** TASK **
Give the listing again in full, exactly as written.
** BEGIN RAW DATA **
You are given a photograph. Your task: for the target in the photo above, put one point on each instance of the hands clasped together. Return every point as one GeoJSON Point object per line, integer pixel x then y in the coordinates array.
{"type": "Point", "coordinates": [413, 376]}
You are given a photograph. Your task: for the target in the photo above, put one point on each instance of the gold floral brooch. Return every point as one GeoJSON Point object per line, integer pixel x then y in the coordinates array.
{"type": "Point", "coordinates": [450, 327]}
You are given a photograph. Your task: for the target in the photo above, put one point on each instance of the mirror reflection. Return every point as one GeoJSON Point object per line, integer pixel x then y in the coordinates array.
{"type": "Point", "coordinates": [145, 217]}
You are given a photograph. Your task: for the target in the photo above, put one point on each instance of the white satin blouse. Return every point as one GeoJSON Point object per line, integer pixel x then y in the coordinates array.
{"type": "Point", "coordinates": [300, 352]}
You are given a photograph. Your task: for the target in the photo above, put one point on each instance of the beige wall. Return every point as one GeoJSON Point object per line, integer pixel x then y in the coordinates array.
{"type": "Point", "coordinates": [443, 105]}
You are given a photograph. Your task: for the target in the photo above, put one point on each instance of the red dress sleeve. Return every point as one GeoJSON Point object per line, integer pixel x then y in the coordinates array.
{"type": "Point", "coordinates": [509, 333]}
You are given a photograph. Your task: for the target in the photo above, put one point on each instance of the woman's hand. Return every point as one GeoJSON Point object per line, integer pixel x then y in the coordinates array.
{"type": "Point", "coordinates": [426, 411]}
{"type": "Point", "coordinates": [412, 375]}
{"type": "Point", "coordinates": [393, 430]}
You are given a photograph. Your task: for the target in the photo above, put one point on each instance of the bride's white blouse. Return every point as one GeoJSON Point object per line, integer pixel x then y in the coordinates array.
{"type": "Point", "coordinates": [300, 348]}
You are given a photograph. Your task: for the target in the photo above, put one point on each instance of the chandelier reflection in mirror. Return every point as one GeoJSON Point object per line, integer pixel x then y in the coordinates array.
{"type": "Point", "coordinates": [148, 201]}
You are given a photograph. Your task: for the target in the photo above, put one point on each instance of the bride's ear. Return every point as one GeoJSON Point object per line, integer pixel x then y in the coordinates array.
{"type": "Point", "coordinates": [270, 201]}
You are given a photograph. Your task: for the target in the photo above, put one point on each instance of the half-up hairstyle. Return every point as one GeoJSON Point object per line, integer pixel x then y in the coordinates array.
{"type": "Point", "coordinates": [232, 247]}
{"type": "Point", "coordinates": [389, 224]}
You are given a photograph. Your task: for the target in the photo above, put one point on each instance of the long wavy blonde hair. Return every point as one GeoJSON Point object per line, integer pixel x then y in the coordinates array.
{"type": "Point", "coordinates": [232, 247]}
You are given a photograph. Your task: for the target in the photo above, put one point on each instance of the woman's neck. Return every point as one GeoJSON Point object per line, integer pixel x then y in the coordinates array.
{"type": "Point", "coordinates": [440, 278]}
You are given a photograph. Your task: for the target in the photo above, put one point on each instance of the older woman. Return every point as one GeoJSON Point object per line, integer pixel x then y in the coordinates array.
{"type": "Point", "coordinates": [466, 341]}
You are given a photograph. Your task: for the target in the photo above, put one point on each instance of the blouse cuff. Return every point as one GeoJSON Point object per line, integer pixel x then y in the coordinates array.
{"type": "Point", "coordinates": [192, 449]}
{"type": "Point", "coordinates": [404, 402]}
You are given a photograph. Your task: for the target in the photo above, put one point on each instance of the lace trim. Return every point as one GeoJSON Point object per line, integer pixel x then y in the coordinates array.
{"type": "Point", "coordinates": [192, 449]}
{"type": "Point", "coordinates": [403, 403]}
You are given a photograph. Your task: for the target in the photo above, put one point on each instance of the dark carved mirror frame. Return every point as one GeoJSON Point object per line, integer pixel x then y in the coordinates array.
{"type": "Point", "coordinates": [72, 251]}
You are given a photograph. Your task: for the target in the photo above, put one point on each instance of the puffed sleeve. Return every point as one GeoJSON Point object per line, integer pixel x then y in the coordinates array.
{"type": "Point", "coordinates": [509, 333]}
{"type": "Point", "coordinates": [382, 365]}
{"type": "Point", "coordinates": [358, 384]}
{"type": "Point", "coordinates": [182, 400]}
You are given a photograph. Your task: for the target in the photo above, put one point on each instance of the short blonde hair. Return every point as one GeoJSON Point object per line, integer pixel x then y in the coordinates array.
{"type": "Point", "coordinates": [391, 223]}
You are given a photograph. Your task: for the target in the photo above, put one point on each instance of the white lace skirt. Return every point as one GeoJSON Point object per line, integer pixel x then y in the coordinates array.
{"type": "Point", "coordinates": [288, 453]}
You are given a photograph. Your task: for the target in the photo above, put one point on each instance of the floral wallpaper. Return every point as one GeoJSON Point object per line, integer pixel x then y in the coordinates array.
** END RAW DATA **
** CORRECT RESPONSE **
You are given a photograph. Your task: for the target in the photo above, put one point on each instance of the hands clasped together. Return every point as one GeoJSON Point object per line, integer pixel x then y in the coordinates array.
{"type": "Point", "coordinates": [413, 376]}
You are given a photograph. Your task: for the target in the photo above, put one point on each instance of the gold floral brooch. Return every point as one GeoJSON Point object per line, integer pixel x then y in the coordinates array.
{"type": "Point", "coordinates": [450, 327]}
You are given a photograph. Your task: for the target in the photo above, put one point on each instance of the mirror reflection. Return every point as one GeoJSON Point object per line, integer pixel x then y in the coordinates array.
{"type": "Point", "coordinates": [145, 217]}
You are given a photograph. Your task: for the target in the photo above, put one point on each instance of the white satin blouse. Return every point as one GeoJSON Point object per line, integer pixel x then y in the coordinates array.
{"type": "Point", "coordinates": [300, 352]}
You are given a photograph. Your task: for the target in the photo above, put one point on each instance of the beige wall. Return every point as one GeoJSON Point object per line, integer pixel x then y in the coordinates array.
{"type": "Point", "coordinates": [443, 105]}
You are given a photograph. Your task: for the target in the photo above, put one point on each instance of the red dress sleeve. Return every point as one GeoJSON Point object per line, integer pixel x then y in the coordinates array.
{"type": "Point", "coordinates": [509, 333]}
You are given a photograph. Your task: for the target in the photo above, put one point on each instance of the woman's hand. Return every point as one GeoJSON Point object per line, integer pixel x then y in the coordinates array.
{"type": "Point", "coordinates": [426, 411]}
{"type": "Point", "coordinates": [412, 375]}
{"type": "Point", "coordinates": [393, 430]}
You are given a photograph. Your task: for the target in the photo above, put one point on each instance of the bride's white blouse. Return every point as one GeoJSON Point object per line, integer pixel x then y in the coordinates array.
{"type": "Point", "coordinates": [300, 348]}
You are given a photograph. Your task: for the target in the photo above, put one point on each instance of the chandelier reflection in mirror. Return every point as one GeoJSON Point object per line, integer pixel x then y in the coordinates array.
{"type": "Point", "coordinates": [148, 201]}
You are given a photograph. Your task: for the target in the photo above, put one point on each instance of the bride's ear. Return every point as one GeoJSON Point object per line, integer pixel x then y in the coordinates array.
{"type": "Point", "coordinates": [270, 201]}
You are given a photograph. Your task: for the target in the photo above, put one point on each instance of the half-up hairstyle. Return every point as one GeoJSON Point object per line, integer pixel x then y in the coordinates array.
{"type": "Point", "coordinates": [232, 247]}
{"type": "Point", "coordinates": [389, 224]}
You are given a photograph. Your task: for the target in the photo above, put one point on each instance of the long wavy blonde hair. Return every point as one GeoJSON Point object per line, integer pixel x then y in the coordinates array.
{"type": "Point", "coordinates": [232, 247]}
You are given a photograph. Your task: for the target in the photo above, put one point on each instance of the woman's neck. Return every point as one GeoJSON Point object per line, integer pixel x then y in the coordinates array.
{"type": "Point", "coordinates": [440, 278]}
You are given a photograph. Your task: for the target in the photo above, put one point on each instance of the older woman. Return every point as one GeoJSON Point object per line, integer pixel x then y in the coordinates array.
{"type": "Point", "coordinates": [466, 341]}
You are given a photograph. Your task: for the target in the photo above, put one point on each instance of the blouse cuff. Return every point as one GeoJSON Point object per line, integer pixel x then y in the coordinates array.
{"type": "Point", "coordinates": [192, 449]}
{"type": "Point", "coordinates": [404, 402]}
You are given a photograph. Your task: for the target in the photo above, put one point on each instance of the lace trim. Return every point as one GeoJSON Point object per line, integer pixel x then y in the coordinates array.
{"type": "Point", "coordinates": [192, 449]}
{"type": "Point", "coordinates": [403, 403]}
You are given a photograph. Your task: for the target in the photo above, put one point on each instance of the dark carved mirror frame. Return every point as one GeoJSON Point object per line, integer pixel x then y in the coordinates array.
{"type": "Point", "coordinates": [72, 251]}
You are given a photograph. Your task: for the target in the photo above, put one point on each instance of the puffed sleeve. Return every point as one GeoJSON Point object per line, integer pixel x then y in the coordinates array.
{"type": "Point", "coordinates": [509, 333]}
{"type": "Point", "coordinates": [382, 365]}
{"type": "Point", "coordinates": [358, 384]}
{"type": "Point", "coordinates": [182, 400]}
You are given a photograph. Your task: for the target in the photo above, put one point on each instance of the short blonde hair. Return every point as one GeoJSON Point object per line, integer pixel x then y in the coordinates array.
{"type": "Point", "coordinates": [391, 223]}
You are given a photograph. Your task: for the target in the photo above, put one point on each instance of the white lace skirt. Return every point as one GeoJSON Point object per line, integer pixel x then y in the coordinates array.
{"type": "Point", "coordinates": [288, 453]}
You are given a photograph. Your task: for the target in the photo above, put one point on each instance of the floral wallpaper. Return every point as one GeoJSON Point object per line, integer pixel x then y in the coordinates array.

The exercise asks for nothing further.